▶ **PROBLEM**:
A verbatim transcript of the lines below, starting at the first and ending with the one that holds "positive clicks: (833, 1465) (1226, 985)", is what should be produced.

▶ **AVAILABLE RECORDS**:
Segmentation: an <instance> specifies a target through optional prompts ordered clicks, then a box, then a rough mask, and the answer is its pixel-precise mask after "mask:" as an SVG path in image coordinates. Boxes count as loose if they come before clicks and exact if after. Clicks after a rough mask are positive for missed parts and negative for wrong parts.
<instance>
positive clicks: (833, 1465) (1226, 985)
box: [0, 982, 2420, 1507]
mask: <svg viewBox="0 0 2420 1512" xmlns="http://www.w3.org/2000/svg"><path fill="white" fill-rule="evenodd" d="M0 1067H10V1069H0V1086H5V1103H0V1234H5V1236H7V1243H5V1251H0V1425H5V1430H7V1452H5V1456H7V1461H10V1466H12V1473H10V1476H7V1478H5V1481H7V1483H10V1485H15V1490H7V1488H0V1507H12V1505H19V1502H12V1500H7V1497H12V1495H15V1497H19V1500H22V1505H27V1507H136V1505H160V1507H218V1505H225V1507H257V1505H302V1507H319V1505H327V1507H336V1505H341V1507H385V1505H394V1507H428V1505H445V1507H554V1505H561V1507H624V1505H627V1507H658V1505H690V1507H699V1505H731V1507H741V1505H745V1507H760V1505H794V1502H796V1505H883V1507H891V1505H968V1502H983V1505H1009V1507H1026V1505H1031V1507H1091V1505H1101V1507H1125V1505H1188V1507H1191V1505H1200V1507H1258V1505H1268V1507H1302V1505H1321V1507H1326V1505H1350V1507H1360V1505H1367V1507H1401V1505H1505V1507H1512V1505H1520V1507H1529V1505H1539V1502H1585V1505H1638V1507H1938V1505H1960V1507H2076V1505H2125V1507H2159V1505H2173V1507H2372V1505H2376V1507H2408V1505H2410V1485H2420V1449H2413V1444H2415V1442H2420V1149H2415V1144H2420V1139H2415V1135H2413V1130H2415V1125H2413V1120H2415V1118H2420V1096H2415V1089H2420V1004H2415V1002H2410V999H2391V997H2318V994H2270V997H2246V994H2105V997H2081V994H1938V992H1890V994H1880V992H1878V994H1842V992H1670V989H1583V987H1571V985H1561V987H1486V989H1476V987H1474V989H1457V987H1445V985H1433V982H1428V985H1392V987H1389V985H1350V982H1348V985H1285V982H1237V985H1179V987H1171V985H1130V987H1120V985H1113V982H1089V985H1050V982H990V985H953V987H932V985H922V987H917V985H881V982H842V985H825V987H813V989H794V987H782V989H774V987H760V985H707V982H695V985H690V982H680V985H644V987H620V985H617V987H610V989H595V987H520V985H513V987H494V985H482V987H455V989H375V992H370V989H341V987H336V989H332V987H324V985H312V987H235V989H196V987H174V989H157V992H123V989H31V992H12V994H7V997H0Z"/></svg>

▶ **EXERCISE OUTPUT**:
Segmentation: an <instance> specifies a target through optional prompts ordered clicks, then a box, then a rough mask, and the answer is its pixel-precise mask after "mask:" as an SVG path in image coordinates. Boxes count as loose if they come before clicks and exact if after. Clicks after a rough mask are positive for missed parts and negative for wrong parts.
<instance>
positive clicks: (833, 1465) (1226, 985)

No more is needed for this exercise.